■ **Ketentuan Latihan**:
1. Menurut teks bacaan, di kota mana Suprianto lahir?
2. Tulis ulang bagian teks bacaan yang dimulai dengan "Dari Tanah Asal" dan berlanjut hingga "Wana Sekar Sari.", tanpa mengubah satu kata pun.

■ **Teks Bacaan**:
<<<<
Dari Tanah Asal ke Taman Impian Menjadi Nyata
“Dapatlah engkau bercita-cita sekehendak hatimu, namun ingatlah bahwa ada suatu tanggung jawab yang harus engkau emban, melanjutkan pekerjaan yang telah dirintis oleh ayahmu sebagai petani bunga”. Demikianlah pesan terakhir dari almarhum ayah Suprianto sebelum beliau berpulang. Sebagai bukti baktinya kepada sang ayah, ia pun merantau ke Bali, yang juga merupakan amanah dari beliau. Ayahnya meyakini Bali sebagai destinasi pariwisata dunia, tempat di mana akan memberikan peluang yang lebih bersemi ke tingkat yang lebih baru, dengan nama usahanya PT Wana Sekar Sari.
Dari Kota Batu, Jawa Timur, Suprianto lahir sebagai anak seorang petani bunga dan pemborong taman. Ayahnya juga memiliki keahlian dalam merancang struktur dan lanskap, atau dalam bahasa formalnya, mengurus aspek estetika dan tata ruang. Sejak ia masih di bangku SD, pengetahuan dan keterampilan dalam bidangbidang ini telah diajarkan padanya. Setelah menyelesaikan SMP, ia akui memiliki minat yang sedikit untuk melanjutkan sekolah, ia memutuskan untuk merantau ke Bali bersama kakaknya. Berjalannya waktu, ia juga mulai mencari peluang usaha sendiri dengan membuat pot dan menjualnya.
>>>>
■ **Data Tercatat**:
<<<<
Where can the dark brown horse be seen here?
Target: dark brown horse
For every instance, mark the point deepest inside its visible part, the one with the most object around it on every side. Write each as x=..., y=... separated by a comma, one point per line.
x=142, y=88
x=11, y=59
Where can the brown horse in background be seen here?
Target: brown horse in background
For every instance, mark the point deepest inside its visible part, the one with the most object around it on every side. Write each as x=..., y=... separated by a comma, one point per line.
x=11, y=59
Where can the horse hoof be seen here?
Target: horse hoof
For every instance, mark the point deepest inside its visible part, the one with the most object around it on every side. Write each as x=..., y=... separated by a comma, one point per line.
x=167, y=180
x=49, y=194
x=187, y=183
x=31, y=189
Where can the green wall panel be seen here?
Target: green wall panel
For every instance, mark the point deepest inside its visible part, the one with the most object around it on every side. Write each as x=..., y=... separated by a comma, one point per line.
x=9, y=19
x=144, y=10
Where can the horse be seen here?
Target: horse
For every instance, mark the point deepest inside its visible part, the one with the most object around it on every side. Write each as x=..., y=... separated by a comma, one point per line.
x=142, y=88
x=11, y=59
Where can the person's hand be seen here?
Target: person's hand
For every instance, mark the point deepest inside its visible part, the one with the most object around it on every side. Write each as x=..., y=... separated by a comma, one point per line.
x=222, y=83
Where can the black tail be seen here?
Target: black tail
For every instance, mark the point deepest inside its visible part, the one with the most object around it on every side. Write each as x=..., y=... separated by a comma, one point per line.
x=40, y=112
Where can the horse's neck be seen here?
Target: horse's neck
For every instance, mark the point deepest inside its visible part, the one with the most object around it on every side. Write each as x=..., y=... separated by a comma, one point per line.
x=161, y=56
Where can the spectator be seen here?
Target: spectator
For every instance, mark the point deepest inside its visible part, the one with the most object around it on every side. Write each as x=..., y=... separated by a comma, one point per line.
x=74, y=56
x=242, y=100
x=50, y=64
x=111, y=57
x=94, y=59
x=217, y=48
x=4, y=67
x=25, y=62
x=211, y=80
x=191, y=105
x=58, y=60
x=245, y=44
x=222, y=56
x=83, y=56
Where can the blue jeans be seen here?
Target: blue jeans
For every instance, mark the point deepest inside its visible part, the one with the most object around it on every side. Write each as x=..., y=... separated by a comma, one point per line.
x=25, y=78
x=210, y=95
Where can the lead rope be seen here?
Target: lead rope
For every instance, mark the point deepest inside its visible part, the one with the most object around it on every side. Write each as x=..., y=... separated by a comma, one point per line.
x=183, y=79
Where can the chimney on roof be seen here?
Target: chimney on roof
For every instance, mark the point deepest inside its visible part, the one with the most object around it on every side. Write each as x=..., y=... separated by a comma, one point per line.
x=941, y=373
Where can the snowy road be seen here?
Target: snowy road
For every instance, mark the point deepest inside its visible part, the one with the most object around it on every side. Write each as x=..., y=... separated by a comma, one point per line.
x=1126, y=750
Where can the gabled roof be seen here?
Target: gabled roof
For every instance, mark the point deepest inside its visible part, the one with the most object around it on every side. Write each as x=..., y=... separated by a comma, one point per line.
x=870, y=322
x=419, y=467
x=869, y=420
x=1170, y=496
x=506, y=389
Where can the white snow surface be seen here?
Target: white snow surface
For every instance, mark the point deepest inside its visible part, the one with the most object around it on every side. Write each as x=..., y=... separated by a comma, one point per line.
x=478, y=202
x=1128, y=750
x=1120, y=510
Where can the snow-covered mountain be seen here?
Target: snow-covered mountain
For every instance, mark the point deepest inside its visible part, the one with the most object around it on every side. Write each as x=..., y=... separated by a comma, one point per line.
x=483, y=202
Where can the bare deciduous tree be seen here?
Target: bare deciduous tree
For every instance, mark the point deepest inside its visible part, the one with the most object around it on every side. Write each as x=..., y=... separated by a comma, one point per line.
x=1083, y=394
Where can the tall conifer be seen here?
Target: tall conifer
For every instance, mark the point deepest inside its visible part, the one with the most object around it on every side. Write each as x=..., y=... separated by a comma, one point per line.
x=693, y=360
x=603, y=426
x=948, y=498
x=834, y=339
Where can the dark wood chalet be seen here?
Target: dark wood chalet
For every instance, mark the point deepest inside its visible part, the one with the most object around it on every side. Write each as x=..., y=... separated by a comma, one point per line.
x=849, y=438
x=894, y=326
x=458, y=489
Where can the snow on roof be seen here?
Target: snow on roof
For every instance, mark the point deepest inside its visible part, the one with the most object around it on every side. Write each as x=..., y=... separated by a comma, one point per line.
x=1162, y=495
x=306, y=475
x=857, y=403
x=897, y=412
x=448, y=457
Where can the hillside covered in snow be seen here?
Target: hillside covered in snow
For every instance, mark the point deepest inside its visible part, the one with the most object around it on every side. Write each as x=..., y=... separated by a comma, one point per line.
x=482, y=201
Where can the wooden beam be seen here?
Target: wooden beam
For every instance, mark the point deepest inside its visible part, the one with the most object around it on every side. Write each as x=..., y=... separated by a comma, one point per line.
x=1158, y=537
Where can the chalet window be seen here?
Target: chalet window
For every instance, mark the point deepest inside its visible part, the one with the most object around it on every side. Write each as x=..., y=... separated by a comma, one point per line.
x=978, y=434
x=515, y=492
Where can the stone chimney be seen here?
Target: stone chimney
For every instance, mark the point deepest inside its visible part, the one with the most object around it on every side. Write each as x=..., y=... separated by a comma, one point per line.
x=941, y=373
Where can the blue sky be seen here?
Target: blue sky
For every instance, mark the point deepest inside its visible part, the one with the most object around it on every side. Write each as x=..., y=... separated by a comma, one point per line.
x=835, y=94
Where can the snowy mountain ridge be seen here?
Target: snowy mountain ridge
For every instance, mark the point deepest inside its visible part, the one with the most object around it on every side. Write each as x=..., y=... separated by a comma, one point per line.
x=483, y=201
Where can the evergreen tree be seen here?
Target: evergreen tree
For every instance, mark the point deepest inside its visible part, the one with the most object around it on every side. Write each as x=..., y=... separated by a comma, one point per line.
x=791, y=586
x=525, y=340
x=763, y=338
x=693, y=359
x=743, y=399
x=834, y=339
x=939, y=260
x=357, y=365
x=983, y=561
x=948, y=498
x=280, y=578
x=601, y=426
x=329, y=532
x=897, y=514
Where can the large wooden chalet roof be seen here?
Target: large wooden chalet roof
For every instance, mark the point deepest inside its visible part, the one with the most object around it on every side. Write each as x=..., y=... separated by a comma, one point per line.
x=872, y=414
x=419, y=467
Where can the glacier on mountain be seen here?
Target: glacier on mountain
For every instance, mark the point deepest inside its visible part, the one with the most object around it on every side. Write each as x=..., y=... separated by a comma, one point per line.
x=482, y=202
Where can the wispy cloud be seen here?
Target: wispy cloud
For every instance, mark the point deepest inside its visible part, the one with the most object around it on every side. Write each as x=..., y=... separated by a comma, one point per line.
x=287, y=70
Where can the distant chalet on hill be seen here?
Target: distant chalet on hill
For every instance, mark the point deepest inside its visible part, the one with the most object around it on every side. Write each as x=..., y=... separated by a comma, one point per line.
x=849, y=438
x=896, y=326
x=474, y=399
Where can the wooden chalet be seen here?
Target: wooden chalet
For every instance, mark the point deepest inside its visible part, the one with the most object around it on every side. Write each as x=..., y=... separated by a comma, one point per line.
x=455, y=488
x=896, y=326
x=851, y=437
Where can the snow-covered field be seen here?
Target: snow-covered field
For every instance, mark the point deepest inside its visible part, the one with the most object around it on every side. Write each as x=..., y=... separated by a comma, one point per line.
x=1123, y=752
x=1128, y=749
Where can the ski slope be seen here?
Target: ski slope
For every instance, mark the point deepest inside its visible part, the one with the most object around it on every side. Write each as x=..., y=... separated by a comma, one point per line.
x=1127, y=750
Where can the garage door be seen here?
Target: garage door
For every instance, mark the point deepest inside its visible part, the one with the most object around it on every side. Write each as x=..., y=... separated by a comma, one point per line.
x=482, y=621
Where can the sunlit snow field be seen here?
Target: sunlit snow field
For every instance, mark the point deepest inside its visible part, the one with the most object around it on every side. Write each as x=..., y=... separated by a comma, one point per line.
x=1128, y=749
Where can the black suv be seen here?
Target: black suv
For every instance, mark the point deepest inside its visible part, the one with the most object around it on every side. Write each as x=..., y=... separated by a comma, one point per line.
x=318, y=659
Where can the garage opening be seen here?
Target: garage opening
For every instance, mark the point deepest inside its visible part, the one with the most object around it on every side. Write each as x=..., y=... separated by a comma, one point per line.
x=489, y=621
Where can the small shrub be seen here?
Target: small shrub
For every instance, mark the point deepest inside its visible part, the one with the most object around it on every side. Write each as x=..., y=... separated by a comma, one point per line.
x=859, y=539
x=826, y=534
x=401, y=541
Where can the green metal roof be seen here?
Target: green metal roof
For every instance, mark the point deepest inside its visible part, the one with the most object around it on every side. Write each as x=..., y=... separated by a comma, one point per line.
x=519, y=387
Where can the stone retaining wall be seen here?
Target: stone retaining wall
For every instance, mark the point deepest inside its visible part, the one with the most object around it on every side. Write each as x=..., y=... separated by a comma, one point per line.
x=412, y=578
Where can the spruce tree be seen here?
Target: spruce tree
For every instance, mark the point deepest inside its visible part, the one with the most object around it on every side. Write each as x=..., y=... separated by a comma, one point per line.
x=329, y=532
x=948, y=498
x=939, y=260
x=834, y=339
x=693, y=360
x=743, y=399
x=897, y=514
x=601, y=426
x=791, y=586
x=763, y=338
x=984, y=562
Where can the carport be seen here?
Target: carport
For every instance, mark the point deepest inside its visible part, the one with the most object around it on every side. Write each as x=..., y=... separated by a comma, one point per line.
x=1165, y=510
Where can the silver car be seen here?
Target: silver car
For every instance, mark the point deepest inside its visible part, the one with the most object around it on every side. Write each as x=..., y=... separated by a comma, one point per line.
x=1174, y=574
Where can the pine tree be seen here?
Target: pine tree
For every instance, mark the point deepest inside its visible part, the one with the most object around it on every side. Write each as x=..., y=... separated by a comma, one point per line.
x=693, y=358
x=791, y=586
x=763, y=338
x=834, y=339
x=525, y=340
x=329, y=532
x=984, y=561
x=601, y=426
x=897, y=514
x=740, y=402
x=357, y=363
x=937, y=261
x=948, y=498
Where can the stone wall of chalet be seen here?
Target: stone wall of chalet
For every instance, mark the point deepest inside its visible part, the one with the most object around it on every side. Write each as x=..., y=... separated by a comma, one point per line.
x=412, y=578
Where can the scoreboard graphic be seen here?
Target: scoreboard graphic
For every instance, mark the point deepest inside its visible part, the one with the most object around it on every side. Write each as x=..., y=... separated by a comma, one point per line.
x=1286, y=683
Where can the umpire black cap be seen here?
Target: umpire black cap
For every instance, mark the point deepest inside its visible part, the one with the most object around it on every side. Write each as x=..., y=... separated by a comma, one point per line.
>>>>
■ **Kunci Jawaban**:
1. Kota Batu, Jawa Timur.

2.
Dari Tanah Asal ke Taman Impian Menjadi Nyata
“Dapatlah engkau bercita-cita sekehendak hatimu, namun ingatlah bahwa ada suatu tanggung jawab yang harus engkau emban, melanjutkan pekerjaan yang telah dirintis oleh ayahmu sebagai petani bunga”. Demikianlah pesan terakhir dari almarhum ayah Suprianto sebelum beliau berpulang. Sebagai bukti baktinya kepada sang ayah, ia pun merantau ke Bali, yang juga merupakan amanah dari beliau. Ayahnya meyakini Bali sebagai destinasi pariwisata dunia, tempat di mana akan memberikan peluang yang lebih bersemi ke tingkat yang lebih baru, dengan nama usahanya PT Wana Sekar Sari.